== Selected passage ==
◆ ◆ ◆ ◆ ◆
Rich and tangy, even omnivores should give this simple vegan sour cream recipe a try. In about five minutes you’ll have a delicious dairy-free, and luscious condiment for soups, wraps, and of course, mexican food. Yet, this vegan sour cream has only a fraction of the saturated fat you’ll find in dairy sour cream. And, compared to many commercial vegan versions, making your own saves you from a laundry list of stabilizers and preservatives.
If you think tofu is a four letter word, you’ll likely be surprised. Blending the seasonings with extra firm or firm tofu results in a wonderfully smooth and creamy texture. If you’re watching calories, stick with the 2 tablespoon of oil for a lighter version. Otherwise, to get the most sour cream-like mouth feel, use the full 4 tablespoons. For the thickest texture, squeeze out any excess water from the tofu and reserve the liquid. Then, add back only as much of the liquid as needed to thin out the mixture so it will blend to the texture you want.
◆ ◆ ◆ ◆ ◆
== Set problem ==
Copy the vegan sour cream passage word for word, from start to finish.
◆ ◆ ◆ ◆ ◆
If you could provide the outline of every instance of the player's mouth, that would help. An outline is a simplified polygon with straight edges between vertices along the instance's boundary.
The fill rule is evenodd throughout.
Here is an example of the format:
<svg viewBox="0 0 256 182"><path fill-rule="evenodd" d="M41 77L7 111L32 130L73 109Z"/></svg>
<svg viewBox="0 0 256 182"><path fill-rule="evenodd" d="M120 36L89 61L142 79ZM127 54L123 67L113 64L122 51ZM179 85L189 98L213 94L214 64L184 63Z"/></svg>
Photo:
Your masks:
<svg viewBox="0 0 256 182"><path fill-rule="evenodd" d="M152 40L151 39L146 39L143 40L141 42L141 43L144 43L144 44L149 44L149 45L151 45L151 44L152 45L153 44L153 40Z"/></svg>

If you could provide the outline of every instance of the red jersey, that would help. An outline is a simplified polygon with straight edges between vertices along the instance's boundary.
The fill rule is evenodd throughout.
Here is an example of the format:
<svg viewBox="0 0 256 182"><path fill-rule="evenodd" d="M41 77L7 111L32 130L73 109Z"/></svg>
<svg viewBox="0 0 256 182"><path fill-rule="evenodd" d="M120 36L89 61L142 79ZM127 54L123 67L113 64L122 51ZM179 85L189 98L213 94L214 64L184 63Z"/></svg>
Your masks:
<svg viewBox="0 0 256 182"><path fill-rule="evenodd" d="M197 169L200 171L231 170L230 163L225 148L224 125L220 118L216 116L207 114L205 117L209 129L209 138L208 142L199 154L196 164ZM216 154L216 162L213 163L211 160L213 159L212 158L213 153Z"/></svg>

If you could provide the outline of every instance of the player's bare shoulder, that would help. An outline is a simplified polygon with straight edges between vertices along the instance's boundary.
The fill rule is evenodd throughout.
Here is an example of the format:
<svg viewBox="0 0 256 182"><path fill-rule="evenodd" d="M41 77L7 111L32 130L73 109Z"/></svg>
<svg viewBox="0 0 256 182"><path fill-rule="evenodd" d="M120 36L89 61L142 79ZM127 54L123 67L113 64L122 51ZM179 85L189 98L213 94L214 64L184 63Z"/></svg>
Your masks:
◆ ◆ ◆ ◆ ◆
== Solution ==
Rich and tangy, even omnivores should give this simple vegan sour cream recipe a try. In about five minutes you’ll have a delicious dairy-free, and luscious condiment for soups, wraps, and of course, mexican food. Yet, this vegan sour cream has only a fraction of the saturated fat you’ll find in dairy sour cream. And, compared to many commercial vegan versions, making your own saves you from a laundry list of stabilizers and preservatives.
If you think tofu is a four letter word, you’ll likely be surprised. Blending the seasonings with extra firm or firm tofu results in a wonderfully smooth and creamy texture. If you’re watching calories, stick with the 2 tablespoon of oil for a lighter version. Otherwise, to get the most sour cream-like mouth feel, use the full 4 tablespoons. For the thickest texture, squeeze out any excess water from the tofu and reserve the liquid. Then, add back only as much of the liquid as needed to thin out the mixture so it will blend to the texture you want.